Could you give the listing again, starting with the line containing "Target: yellow pickled radish" and going on through the line containing "75 148 L 30" (both included), with "region" replaced by "area" and nothing else changed?
┄┄┄┄┄┄┄┄┄┄┄┄┄┄┄┄┄┄┄┄
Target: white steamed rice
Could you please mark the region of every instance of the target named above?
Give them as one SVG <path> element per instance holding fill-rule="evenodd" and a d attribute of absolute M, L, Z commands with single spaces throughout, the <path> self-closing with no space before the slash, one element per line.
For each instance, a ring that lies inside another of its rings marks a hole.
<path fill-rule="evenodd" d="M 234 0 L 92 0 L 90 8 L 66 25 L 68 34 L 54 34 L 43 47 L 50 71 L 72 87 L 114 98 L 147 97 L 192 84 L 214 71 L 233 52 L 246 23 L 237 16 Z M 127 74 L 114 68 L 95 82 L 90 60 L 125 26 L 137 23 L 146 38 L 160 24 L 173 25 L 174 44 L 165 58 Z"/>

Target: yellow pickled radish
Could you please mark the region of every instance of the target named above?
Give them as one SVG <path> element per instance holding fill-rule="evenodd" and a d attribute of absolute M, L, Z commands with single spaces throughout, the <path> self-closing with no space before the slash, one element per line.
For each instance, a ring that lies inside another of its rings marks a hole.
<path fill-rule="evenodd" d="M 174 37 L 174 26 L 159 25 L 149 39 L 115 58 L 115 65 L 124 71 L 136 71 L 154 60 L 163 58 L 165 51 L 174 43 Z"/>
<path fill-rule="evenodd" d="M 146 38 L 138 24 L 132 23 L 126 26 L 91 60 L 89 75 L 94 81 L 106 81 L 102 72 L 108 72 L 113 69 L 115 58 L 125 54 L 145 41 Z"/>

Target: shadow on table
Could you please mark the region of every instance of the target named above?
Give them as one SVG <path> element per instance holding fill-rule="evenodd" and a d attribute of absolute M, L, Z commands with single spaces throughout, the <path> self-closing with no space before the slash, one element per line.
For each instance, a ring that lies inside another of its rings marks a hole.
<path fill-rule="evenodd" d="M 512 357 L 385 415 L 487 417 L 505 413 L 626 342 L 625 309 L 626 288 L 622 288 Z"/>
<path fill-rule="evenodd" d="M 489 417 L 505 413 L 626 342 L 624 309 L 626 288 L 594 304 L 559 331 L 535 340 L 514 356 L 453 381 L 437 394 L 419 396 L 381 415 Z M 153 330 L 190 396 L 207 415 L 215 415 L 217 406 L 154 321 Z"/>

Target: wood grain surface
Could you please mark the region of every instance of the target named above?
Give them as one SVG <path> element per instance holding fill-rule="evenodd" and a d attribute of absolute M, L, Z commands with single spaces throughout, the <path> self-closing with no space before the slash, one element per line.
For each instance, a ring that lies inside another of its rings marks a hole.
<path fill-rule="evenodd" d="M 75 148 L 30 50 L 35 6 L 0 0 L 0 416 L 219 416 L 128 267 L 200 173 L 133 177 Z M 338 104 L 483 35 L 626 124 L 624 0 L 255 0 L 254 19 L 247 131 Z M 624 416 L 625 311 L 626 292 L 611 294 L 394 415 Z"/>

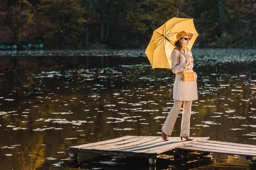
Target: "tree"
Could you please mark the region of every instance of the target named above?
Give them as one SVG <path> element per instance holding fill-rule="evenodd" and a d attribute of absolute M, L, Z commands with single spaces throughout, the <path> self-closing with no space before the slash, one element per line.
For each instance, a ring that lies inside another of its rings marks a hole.
<path fill-rule="evenodd" d="M 10 6 L 7 9 L 6 23 L 13 41 L 20 40 L 29 34 L 27 30 L 32 23 L 33 14 L 26 0 Z"/>
<path fill-rule="evenodd" d="M 41 0 L 37 9 L 38 14 L 44 16 L 41 18 L 45 24 L 42 26 L 47 30 L 44 37 L 56 36 L 61 46 L 64 42 L 68 44 L 78 41 L 87 22 L 82 3 L 80 0 Z"/>
<path fill-rule="evenodd" d="M 184 5 L 180 1 L 179 8 Z M 152 34 L 153 31 L 177 15 L 175 0 L 144 0 L 127 14 L 129 23 L 143 34 Z M 188 16 L 180 11 L 180 17 Z"/>

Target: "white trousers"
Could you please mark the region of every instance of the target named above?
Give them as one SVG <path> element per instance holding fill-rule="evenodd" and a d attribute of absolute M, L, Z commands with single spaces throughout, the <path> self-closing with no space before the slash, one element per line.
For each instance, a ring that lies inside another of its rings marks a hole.
<path fill-rule="evenodd" d="M 168 116 L 162 129 L 163 132 L 168 135 L 171 135 L 173 127 L 177 119 L 177 117 L 182 103 L 183 103 L 183 111 L 182 112 L 182 119 L 180 128 L 180 136 L 189 136 L 189 124 L 190 123 L 190 116 L 191 115 L 191 105 L 192 101 L 183 101 L 174 100 L 173 106 L 170 110 Z"/>

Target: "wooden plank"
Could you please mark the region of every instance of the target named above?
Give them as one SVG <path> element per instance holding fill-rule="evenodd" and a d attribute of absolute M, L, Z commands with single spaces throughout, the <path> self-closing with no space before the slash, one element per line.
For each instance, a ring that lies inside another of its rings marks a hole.
<path fill-rule="evenodd" d="M 209 138 L 193 138 L 194 140 L 206 139 Z M 145 143 L 143 145 L 136 147 L 127 147 L 116 150 L 129 152 L 140 152 L 145 153 L 157 153 L 159 154 L 175 148 L 176 147 L 187 144 L 194 141 L 181 141 L 180 137 L 169 137 L 169 141 L 164 141 L 160 137 L 154 141 L 154 142 Z"/>
<path fill-rule="evenodd" d="M 156 145 L 157 145 L 159 144 L 167 145 L 169 144 L 169 142 L 171 142 L 170 141 L 167 142 L 163 141 L 160 136 L 155 137 L 156 137 L 156 138 L 154 140 L 148 142 L 145 142 L 143 143 L 143 144 L 141 144 L 137 146 L 134 146 L 130 147 L 126 147 L 124 148 L 116 149 L 115 150 L 112 150 L 133 152 L 134 152 L 134 150 L 139 151 L 142 149 L 144 149 L 143 148 L 147 147 L 155 147 Z"/>
<path fill-rule="evenodd" d="M 253 145 L 252 144 L 239 144 L 239 143 L 232 143 L 232 142 L 226 142 L 216 141 L 212 141 L 212 140 L 200 140 L 197 141 L 197 142 L 225 144 L 226 145 L 229 145 L 229 146 L 241 146 L 242 147 L 252 147 L 253 148 L 255 148 L 256 147 L 256 146 Z"/>
<path fill-rule="evenodd" d="M 254 146 L 254 147 L 248 147 L 242 146 L 241 144 L 239 144 L 237 146 L 234 145 L 227 145 L 226 144 L 216 144 L 214 142 L 207 142 L 207 140 L 206 141 L 195 141 L 195 142 L 192 142 L 191 144 L 198 144 L 200 145 L 204 145 L 204 146 L 211 146 L 212 147 L 227 147 L 228 148 L 233 148 L 235 149 L 242 149 L 244 150 L 254 150 L 256 152 L 256 147 Z M 253 146 L 253 145 L 252 145 Z"/>
<path fill-rule="evenodd" d="M 131 156 L 140 158 L 156 158 L 158 155 L 156 153 L 152 153 L 150 154 L 145 154 L 145 153 L 129 153 L 127 152 L 119 152 L 116 151 L 113 152 L 111 150 L 90 150 L 87 149 L 70 149 L 67 150 L 67 152 L 72 153 L 96 153 L 99 155 L 110 155 L 112 156 Z"/>
<path fill-rule="evenodd" d="M 97 142 L 91 143 L 87 144 L 81 144 L 77 146 L 72 146 L 69 147 L 69 148 L 72 148 L 72 149 L 79 149 L 79 148 L 80 147 L 90 147 L 93 146 L 100 145 L 101 144 L 105 144 L 109 143 L 114 143 L 115 142 L 118 142 L 120 141 L 122 141 L 124 140 L 128 140 L 130 139 L 135 138 L 137 136 L 125 136 L 120 137 L 119 138 L 107 140 L 106 141 L 98 142 Z"/>
<path fill-rule="evenodd" d="M 238 155 L 241 156 L 256 156 L 256 153 L 255 152 L 243 152 L 242 150 L 227 150 L 227 148 L 217 148 L 215 147 L 210 147 L 208 146 L 203 146 L 201 145 L 196 146 L 195 145 L 192 145 L 179 147 L 178 148 L 188 150 L 199 151 L 211 153 Z"/>
<path fill-rule="evenodd" d="M 145 143 L 150 142 L 151 141 L 159 137 L 160 137 L 159 136 L 140 136 L 125 140 L 125 141 L 122 141 L 114 144 L 108 144 L 99 146 L 90 147 L 90 149 L 101 150 L 111 150 L 118 149 L 119 148 L 123 148 L 124 147 L 143 145 Z M 83 147 L 82 148 L 85 149 L 85 148 Z"/>
<path fill-rule="evenodd" d="M 166 152 L 168 150 L 171 150 L 171 149 L 170 149 L 168 147 L 172 147 L 173 149 L 179 146 L 181 146 L 182 145 L 184 145 L 185 144 L 189 144 L 191 142 L 195 142 L 195 141 L 198 140 L 200 140 L 200 139 L 209 139 L 209 137 L 194 137 L 194 138 L 191 138 L 192 139 L 193 139 L 193 141 L 185 141 L 185 140 L 180 140 L 180 138 L 179 138 L 179 140 L 180 140 L 180 141 L 181 141 L 180 142 L 178 142 L 177 143 L 172 143 L 170 145 L 169 145 L 168 146 L 165 146 L 164 147 L 161 147 L 161 148 L 154 148 L 153 149 L 151 150 L 145 150 L 144 151 L 144 152 L 146 152 L 148 153 L 163 153 L 163 152 Z"/>
<path fill-rule="evenodd" d="M 191 144 L 188 145 L 184 146 L 184 147 L 186 147 L 186 146 L 189 146 L 190 147 L 195 147 L 198 148 L 201 148 L 204 149 L 212 149 L 212 150 L 226 150 L 230 152 L 240 152 L 241 153 L 255 153 L 256 154 L 256 152 L 253 151 L 253 150 L 244 150 L 244 149 L 240 149 L 239 148 L 234 149 L 234 148 L 229 148 L 225 147 L 216 147 L 215 146 L 209 146 L 209 145 L 202 145 L 201 144 Z"/>

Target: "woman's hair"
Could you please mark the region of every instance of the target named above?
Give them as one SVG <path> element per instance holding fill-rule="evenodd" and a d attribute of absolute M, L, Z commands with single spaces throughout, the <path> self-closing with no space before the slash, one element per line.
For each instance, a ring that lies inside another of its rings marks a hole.
<path fill-rule="evenodd" d="M 177 48 L 180 50 L 180 51 L 181 51 L 181 49 L 182 49 L 182 46 L 181 45 L 181 43 L 180 42 L 180 40 L 179 40 L 175 42 L 175 45 Z"/>

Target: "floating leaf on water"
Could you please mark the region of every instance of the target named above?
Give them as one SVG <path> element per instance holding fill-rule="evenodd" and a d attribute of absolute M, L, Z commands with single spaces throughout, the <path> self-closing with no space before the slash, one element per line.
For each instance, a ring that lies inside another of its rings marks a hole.
<path fill-rule="evenodd" d="M 153 119 L 163 119 L 163 118 L 165 118 L 166 117 L 166 116 L 156 116 L 155 117 L 153 118 Z"/>
<path fill-rule="evenodd" d="M 49 157 L 48 158 L 46 158 L 46 159 L 47 159 L 47 160 L 55 160 L 55 159 L 57 159 L 56 158 L 52 158 L 52 157 Z"/>
<path fill-rule="evenodd" d="M 78 139 L 78 138 L 64 138 L 65 139 L 67 139 L 67 140 L 76 139 Z"/>
<path fill-rule="evenodd" d="M 8 101 L 9 102 L 10 102 L 10 101 L 14 101 L 15 100 L 14 99 L 4 99 L 3 100 L 6 100 L 6 101 Z"/>
<path fill-rule="evenodd" d="M 7 128 L 13 128 L 13 127 L 15 127 L 15 126 L 12 126 L 11 125 L 8 125 L 6 126 L 6 127 Z"/>
<path fill-rule="evenodd" d="M 233 112 L 235 112 L 235 111 L 236 111 L 236 110 L 228 110 L 225 111 L 225 113 L 233 113 Z"/>
<path fill-rule="evenodd" d="M 106 105 L 104 106 L 104 107 L 111 107 L 111 106 L 116 106 L 116 105 Z"/>
<path fill-rule="evenodd" d="M 256 134 L 246 134 L 245 135 L 243 135 L 243 136 L 256 136 Z"/>
<path fill-rule="evenodd" d="M 196 126 L 202 126 L 203 127 L 209 127 L 209 126 L 206 125 L 195 125 Z"/>
<path fill-rule="evenodd" d="M 12 130 L 17 130 L 19 129 L 22 129 L 23 130 L 24 130 L 26 129 L 27 129 L 27 128 L 12 128 Z"/>
<path fill-rule="evenodd" d="M 63 164 L 64 163 L 64 162 L 59 162 L 58 163 L 57 163 L 56 164 L 52 164 L 52 165 L 55 167 L 61 167 L 61 164 Z"/>
<path fill-rule="evenodd" d="M 241 117 L 241 116 L 234 116 L 234 117 L 228 117 L 228 119 L 246 119 L 246 117 Z"/>
<path fill-rule="evenodd" d="M 221 123 L 215 123 L 214 122 L 204 121 L 204 122 L 201 122 L 202 123 L 204 123 L 206 124 L 208 124 L 208 125 L 221 125 Z"/>
<path fill-rule="evenodd" d="M 11 154 L 6 154 L 6 156 L 12 156 L 12 155 Z"/>

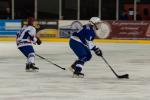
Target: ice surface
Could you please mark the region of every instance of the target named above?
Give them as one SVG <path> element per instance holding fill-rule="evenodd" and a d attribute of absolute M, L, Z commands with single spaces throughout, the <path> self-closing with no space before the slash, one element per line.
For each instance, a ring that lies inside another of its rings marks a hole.
<path fill-rule="evenodd" d="M 84 66 L 85 78 L 72 78 L 36 57 L 39 72 L 25 72 L 25 57 L 14 42 L 0 42 L 0 100 L 149 100 L 150 45 L 97 43 L 117 74 L 95 56 Z M 34 46 L 37 54 L 68 68 L 76 59 L 68 43 Z"/>

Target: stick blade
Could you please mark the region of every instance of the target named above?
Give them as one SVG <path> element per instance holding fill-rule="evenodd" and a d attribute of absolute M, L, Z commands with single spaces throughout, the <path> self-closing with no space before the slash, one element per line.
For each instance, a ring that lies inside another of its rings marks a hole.
<path fill-rule="evenodd" d="M 129 79 L 129 74 L 124 74 L 124 75 L 120 75 L 118 76 L 119 79 L 125 78 L 125 79 Z"/>

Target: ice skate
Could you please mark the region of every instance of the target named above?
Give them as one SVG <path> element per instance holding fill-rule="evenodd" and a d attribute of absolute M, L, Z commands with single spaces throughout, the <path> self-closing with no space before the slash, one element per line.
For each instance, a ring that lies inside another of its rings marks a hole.
<path fill-rule="evenodd" d="M 81 72 L 74 72 L 73 78 L 84 78 L 84 74 Z"/>
<path fill-rule="evenodd" d="M 71 72 L 74 72 L 74 71 L 75 71 L 76 62 L 77 62 L 77 61 L 75 61 L 75 62 L 68 68 Z"/>
<path fill-rule="evenodd" d="M 26 72 L 37 72 L 39 70 L 38 67 L 35 66 L 35 64 L 26 64 Z"/>
<path fill-rule="evenodd" d="M 75 67 L 75 71 L 73 72 L 73 78 L 83 78 L 84 74 L 81 73 L 81 67 Z"/>

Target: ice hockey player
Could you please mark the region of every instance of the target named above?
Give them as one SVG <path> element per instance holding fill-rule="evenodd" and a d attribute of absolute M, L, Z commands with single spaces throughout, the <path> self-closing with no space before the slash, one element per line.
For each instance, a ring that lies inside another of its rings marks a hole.
<path fill-rule="evenodd" d="M 74 32 L 70 37 L 70 48 L 78 57 L 78 59 L 69 68 L 73 72 L 73 77 L 84 77 L 84 73 L 81 71 L 84 63 L 91 59 L 91 51 L 94 51 L 97 56 L 102 56 L 102 51 L 92 42 L 96 37 L 95 30 L 98 30 L 97 25 L 100 22 L 100 18 L 92 17 L 88 24 L 83 25 L 81 30 Z"/>
<path fill-rule="evenodd" d="M 27 25 L 24 25 L 21 30 L 16 34 L 16 43 L 18 49 L 27 58 L 26 71 L 38 71 L 39 68 L 35 66 L 35 51 L 32 44 L 40 45 L 42 42 L 36 35 L 36 29 L 34 27 L 34 18 L 27 19 Z"/>

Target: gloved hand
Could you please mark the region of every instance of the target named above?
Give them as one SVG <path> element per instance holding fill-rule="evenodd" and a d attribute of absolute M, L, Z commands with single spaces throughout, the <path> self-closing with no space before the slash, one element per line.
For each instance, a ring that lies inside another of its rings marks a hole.
<path fill-rule="evenodd" d="M 99 48 L 95 48 L 94 52 L 97 56 L 103 56 L 103 53 L 102 53 L 101 49 L 99 49 Z"/>
<path fill-rule="evenodd" d="M 37 41 L 36 41 L 36 43 L 37 43 L 38 45 L 40 45 L 40 44 L 42 43 L 42 41 L 40 40 L 40 38 L 39 38 L 39 37 L 37 37 Z"/>

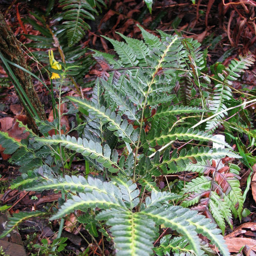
┄┄┄┄┄┄┄┄┄┄┄┄┄┄┄┄┄┄┄┄
# TASK ANSWER:
Target: yellow pickled radish
Could you please mark the area of every instance of the target named above?
Give them as one SVG <path> element per instance holding fill-rule="evenodd" and a d attribute of absolute M, L, Z commands with single spaces throughout, the <path> self-closing with no space before the slash, one element per line.
For each instance, a ring that lies inside another of its rings marks a hole.
<path fill-rule="evenodd" d="M 174 37 L 174 26 L 159 25 L 149 39 L 115 58 L 115 65 L 124 71 L 136 71 L 154 60 L 163 58 L 165 51 L 174 43 Z"/>
<path fill-rule="evenodd" d="M 146 38 L 138 24 L 132 23 L 126 26 L 91 60 L 89 75 L 94 81 L 106 81 L 102 72 L 108 72 L 113 69 L 115 58 L 125 54 L 145 41 Z"/>

Target: shadow on table
Could you please mark the area of every instance of the target named above?
Give them as one SVG <path> element per instance holding fill-rule="evenodd" and a d attribute of absolute M, L, Z commands with single spaces throughout, the <path> self-closing with no space before the slash, one element per line.
For each instance, a ring that lies inside another of its rings marks a hole.
<path fill-rule="evenodd" d="M 512 357 L 385 415 L 487 417 L 505 413 L 626 342 L 625 309 L 626 288 L 622 288 Z"/>
<path fill-rule="evenodd" d="M 489 417 L 505 413 L 626 342 L 624 309 L 626 288 L 594 304 L 559 331 L 535 340 L 514 356 L 453 381 L 437 394 L 419 396 L 381 415 Z M 153 330 L 190 396 L 207 415 L 215 415 L 217 406 L 154 321 Z"/>

Target: wood grain surface
Could you please mark the area of every instance of the target named above?
Give them as one SVG <path> element per instance holding fill-rule="evenodd" and a d attribute of absolute M, L, Z commands with single spaces throughout, the <path> self-closing with no space before the slash, one element per line.
For each instance, a ring that lies inside another of its rings marks a hole.
<path fill-rule="evenodd" d="M 75 148 L 30 50 L 35 6 L 0 0 L 0 416 L 219 416 L 128 267 L 200 173 L 133 177 Z M 338 104 L 483 35 L 626 124 L 624 0 L 255 0 L 254 19 L 247 131 Z M 624 416 L 625 311 L 626 292 L 611 294 L 394 415 Z"/>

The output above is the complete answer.